Can you reproduce all the entries below with "braided hair" changed to "curly hair" and nothing else altered, leaving out the pictures?
*** Material to process ***
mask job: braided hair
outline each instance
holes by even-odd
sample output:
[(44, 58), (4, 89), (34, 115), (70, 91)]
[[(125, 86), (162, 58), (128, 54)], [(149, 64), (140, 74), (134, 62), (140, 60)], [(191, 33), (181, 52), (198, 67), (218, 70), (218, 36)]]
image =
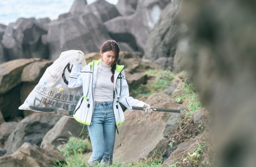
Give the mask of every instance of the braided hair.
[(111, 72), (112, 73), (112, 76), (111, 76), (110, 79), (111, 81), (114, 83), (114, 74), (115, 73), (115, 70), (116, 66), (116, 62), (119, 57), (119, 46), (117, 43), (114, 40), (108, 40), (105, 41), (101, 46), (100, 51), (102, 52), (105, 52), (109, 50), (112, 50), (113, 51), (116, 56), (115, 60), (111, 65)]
***
▶ [Solution to the exercise]
mask job: curly hair
outline each instance
holes by even-odd
sample output:
[(44, 58), (4, 89), (34, 115), (70, 91)]
[[(125, 86), (162, 58), (128, 54)], [(149, 64), (140, 74), (134, 62), (140, 60)], [(191, 33), (181, 52), (198, 67), (218, 70), (218, 36)]]
image =
Give the mask of every instance of the curly hair.
[(111, 72), (112, 73), (112, 76), (111, 76), (110, 79), (111, 81), (114, 83), (114, 74), (115, 73), (115, 70), (116, 66), (116, 62), (119, 57), (119, 46), (117, 43), (114, 40), (108, 40), (105, 41), (101, 46), (100, 51), (102, 52), (105, 52), (109, 50), (112, 50), (113, 51), (116, 56), (115, 60), (111, 65)]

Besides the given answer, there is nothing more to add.